---- Dataset records
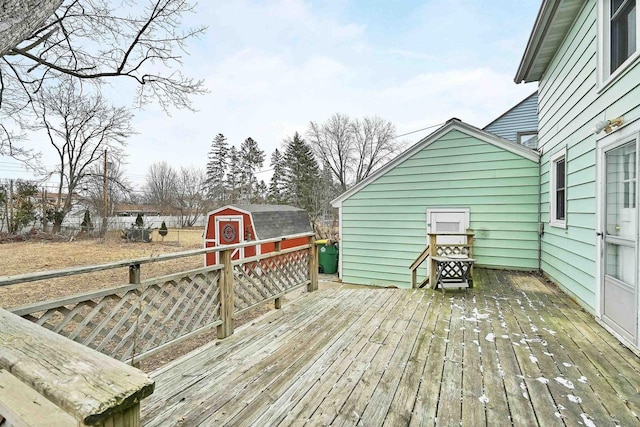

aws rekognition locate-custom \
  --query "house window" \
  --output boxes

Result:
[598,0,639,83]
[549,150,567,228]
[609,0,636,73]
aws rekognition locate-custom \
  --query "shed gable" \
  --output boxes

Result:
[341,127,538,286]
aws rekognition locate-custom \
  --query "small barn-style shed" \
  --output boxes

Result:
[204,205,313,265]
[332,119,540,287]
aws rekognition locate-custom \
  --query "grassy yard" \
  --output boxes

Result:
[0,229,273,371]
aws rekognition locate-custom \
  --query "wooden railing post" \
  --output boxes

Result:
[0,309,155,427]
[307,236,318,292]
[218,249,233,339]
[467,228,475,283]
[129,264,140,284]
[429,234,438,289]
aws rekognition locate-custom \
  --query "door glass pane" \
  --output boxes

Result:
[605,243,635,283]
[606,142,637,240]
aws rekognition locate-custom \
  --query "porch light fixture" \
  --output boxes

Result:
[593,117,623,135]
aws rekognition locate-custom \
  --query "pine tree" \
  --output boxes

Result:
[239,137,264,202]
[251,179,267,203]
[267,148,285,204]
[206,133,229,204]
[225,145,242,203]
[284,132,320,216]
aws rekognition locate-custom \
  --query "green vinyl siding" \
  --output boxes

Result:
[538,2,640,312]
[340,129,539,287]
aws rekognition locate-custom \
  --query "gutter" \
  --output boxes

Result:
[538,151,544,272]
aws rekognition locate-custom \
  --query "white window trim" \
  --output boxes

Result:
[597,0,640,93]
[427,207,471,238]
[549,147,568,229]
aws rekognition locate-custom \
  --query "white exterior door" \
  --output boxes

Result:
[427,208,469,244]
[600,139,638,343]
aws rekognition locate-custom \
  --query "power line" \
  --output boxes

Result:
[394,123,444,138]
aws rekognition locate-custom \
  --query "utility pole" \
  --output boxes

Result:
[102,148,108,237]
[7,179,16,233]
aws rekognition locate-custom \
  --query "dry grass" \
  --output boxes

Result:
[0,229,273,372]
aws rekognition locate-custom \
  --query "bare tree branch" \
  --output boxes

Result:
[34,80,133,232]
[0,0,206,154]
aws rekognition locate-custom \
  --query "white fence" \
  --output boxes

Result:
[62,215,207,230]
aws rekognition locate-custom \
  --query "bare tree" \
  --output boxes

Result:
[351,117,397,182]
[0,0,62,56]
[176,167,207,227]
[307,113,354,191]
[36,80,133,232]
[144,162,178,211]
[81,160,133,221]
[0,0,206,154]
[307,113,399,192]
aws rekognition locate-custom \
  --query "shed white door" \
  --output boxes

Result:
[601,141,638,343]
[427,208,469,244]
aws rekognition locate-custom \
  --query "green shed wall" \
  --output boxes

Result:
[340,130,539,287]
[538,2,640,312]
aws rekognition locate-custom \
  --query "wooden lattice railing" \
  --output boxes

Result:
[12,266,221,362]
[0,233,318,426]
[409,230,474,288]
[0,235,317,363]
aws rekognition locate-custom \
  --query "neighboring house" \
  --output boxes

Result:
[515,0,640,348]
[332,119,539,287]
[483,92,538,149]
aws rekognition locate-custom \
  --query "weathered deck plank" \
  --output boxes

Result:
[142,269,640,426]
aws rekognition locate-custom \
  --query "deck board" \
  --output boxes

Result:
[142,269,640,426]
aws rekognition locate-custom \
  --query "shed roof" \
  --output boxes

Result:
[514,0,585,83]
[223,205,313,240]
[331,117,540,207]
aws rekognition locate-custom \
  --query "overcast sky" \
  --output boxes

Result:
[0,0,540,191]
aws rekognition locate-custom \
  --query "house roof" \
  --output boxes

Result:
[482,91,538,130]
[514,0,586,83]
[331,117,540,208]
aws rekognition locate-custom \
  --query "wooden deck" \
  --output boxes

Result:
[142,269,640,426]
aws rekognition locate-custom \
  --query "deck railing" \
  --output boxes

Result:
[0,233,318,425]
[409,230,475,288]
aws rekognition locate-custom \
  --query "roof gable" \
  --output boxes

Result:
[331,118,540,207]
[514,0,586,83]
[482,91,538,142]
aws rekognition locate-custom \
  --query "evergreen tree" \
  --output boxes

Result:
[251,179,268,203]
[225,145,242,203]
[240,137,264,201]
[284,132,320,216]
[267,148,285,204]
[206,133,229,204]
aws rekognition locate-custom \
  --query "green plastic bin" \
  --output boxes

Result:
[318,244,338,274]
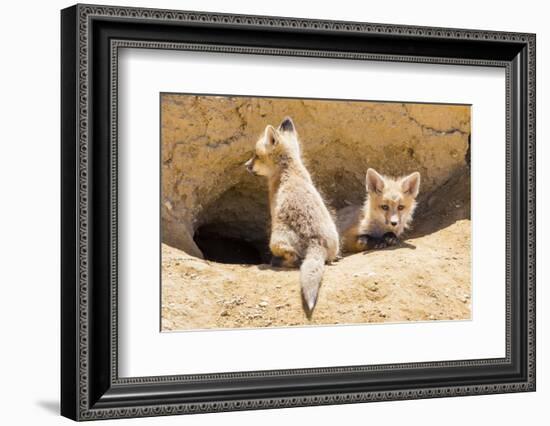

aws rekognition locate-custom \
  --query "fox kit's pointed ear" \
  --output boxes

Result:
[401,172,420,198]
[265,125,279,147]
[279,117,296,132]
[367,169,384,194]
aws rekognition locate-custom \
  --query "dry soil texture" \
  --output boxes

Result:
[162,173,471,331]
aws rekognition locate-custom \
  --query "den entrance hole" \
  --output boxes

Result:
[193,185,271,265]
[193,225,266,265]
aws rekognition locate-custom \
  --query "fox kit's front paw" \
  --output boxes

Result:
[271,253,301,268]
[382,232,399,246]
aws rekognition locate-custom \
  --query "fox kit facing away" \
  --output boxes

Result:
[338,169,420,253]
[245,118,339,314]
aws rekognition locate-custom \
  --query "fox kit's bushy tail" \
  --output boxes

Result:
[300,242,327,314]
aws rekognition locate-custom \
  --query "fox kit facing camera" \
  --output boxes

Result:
--------
(Your objective):
Transcribe all of the data above verbatim, leaving the pictures out.

(Solution below):
aws rekognition locate-custom \
  --query "house window" \
  --output boxes

Result:
[598,0,639,83]
[549,150,567,228]
[609,0,636,73]
aws rekognition locate-custom \
  --query "shed gable" \
  --output boxes

Result:
[341,127,538,286]
aws rekognition locate-custom \
  --query "small barn-style shed" \
  --output boxes

Result:
[204,205,313,265]
[332,119,540,287]
aws rekognition locate-custom \
  --query "grassy yard" \
  --output boxes

Result:
[0,229,273,371]
aws rekognition locate-custom \
  --query "wooden railing post" \
  --output boxes

Result:
[0,309,155,427]
[307,236,318,292]
[218,249,233,339]
[467,228,475,283]
[129,264,140,284]
[429,234,438,289]
aws rekognition locate-custom \
  --query "door glass pane" \
  --output boxes

Result:
[605,243,635,283]
[606,142,637,240]
aws rekognition locate-custom \
  --query "porch light fixture" \
  --output boxes

Result:
[593,117,623,135]
aws rekognition locate-custom \
  --query "pine tree" \
  --output boxes

Result:
[239,137,264,202]
[251,179,267,203]
[267,148,285,204]
[206,133,229,204]
[225,145,242,203]
[284,132,320,216]
aws rekognition locate-custom \
  --query "green vinyl siding" \
  --output boxes

Result:
[538,2,640,312]
[340,129,539,287]
aws rekognition locate-custom \
  --query "gutter" \
  --output boxes

Result:
[538,151,544,272]
aws rekognition locate-custom \
  --query "white window trim" \
  --output boxes

Result:
[597,0,640,93]
[427,207,471,238]
[549,147,568,229]
aws rekognition locate-custom \
  --query "white exterior door" \
  --output boxes

Result:
[427,208,469,244]
[600,139,638,343]
aws rekognition locate-custom \
  --query "power line" \
  --output boxes

Result:
[394,123,444,138]
aws rekognition locate-custom \
  --query "utility pole" \
  --output boxes

Result:
[102,148,108,237]
[7,179,16,233]
aws rekognition locate-custom \
  --query "dry grass" \
  --output boxes

Result:
[0,229,273,372]
aws rekognition locate-custom \
  --query "bare tree branch" \
  --output boxes

Result:
[34,80,133,232]
[0,0,206,154]
aws rekognition locate-custom \
  --query "white fence" \
  --output boxes

Result:
[62,215,207,230]
aws rekognition locate-custom \
  --query "bare tree" \
  --output boxes

Result:
[351,117,397,182]
[0,0,62,56]
[176,167,207,227]
[307,113,354,191]
[36,80,133,232]
[144,162,178,211]
[81,160,133,221]
[0,0,206,154]
[307,113,399,192]
aws rekognition locate-custom \
  --query "shed white door" \
  --output boxes

Result:
[601,141,638,343]
[427,208,469,244]
aws rekognition locate-custom \
  --query "green shed wall" \
  --output boxes

Result:
[340,130,539,287]
[538,2,640,312]
aws rekognition locate-custom \
  --query "wooden lattice railing" \
  --output boxes

Result:
[12,266,221,362]
[0,233,318,426]
[409,230,474,288]
[0,235,317,363]
aws rekognition locate-custom \
  --query "neighboring house" \
  --output boxes

Result:
[515,0,640,348]
[332,119,539,287]
[483,92,538,149]
aws rekognition locate-custom \
  --query "weathered deck plank" \
  --output boxes

Result:
[142,269,640,426]
aws rekognition locate-custom \
  --query "deck board" \
  --output boxes

Result:
[142,269,640,426]
aws rekognition locate-custom \
  --query "shed roof" \
  --output boxes

Result:
[514,0,585,83]
[223,205,313,240]
[331,117,540,207]
aws rekognition locate-custom \
  --query "overcast sky" \
  --output boxes

Result:
[0,0,540,191]
aws rekognition locate-custom \
  --query "house roof" \
  --output boxes

Result:
[482,91,538,130]
[514,0,586,83]
[331,117,540,208]
aws rekognition locate-custom \
  --query "wooden deck" \
  --output boxes

Result:
[142,269,640,426]
aws rekognition locate-custom \
  --query "deck railing" \
  --output boxes

Result:
[0,233,318,425]
[409,230,475,288]
aws rekognition locate-custom \
  --query "roof gable" \
  --output boxes

Result:
[331,118,540,207]
[514,0,586,83]
[482,91,538,142]
aws rekognition locate-custom \
  --query "evergreen tree" \
  --output boxes

Result:
[251,179,268,203]
[225,145,242,203]
[240,137,264,201]
[284,132,320,216]
[267,148,285,204]
[206,133,229,204]
aws rekognition locate-custom \
  --query "green plastic bin" \
  --output boxes

Result:
[318,244,338,274]

aws rekognition locate-custom \
  --query "fox kit's pointed ear" \
  --output boxes

Result:
[401,172,420,198]
[265,125,279,147]
[279,117,296,132]
[367,169,384,194]
aws rekognition locate-custom \
  --query "dry soil texture" \
  --output boxes

Result:
[162,173,471,331]
aws rekognition locate-custom \
  --query "den entrance hole" \
  --output boxes

Result:
[193,185,271,265]
[193,225,266,265]
aws rekognition locate-custom \
  --query "fox kit's front paw" \
  --output boxes

Result:
[271,253,301,268]
[382,232,399,246]
aws rekognition locate-custom \
  --query "fox kit facing away" \
  --output boxes

Result:
[338,169,420,253]
[245,118,339,314]
aws rekognition locate-custom \
  --query "fox kit's bushy tail" \
  --output boxes

Result:
[300,242,327,314]
aws rekognition locate-custom \
  --query "fox kit facing camera" \
  --output boxes

Result:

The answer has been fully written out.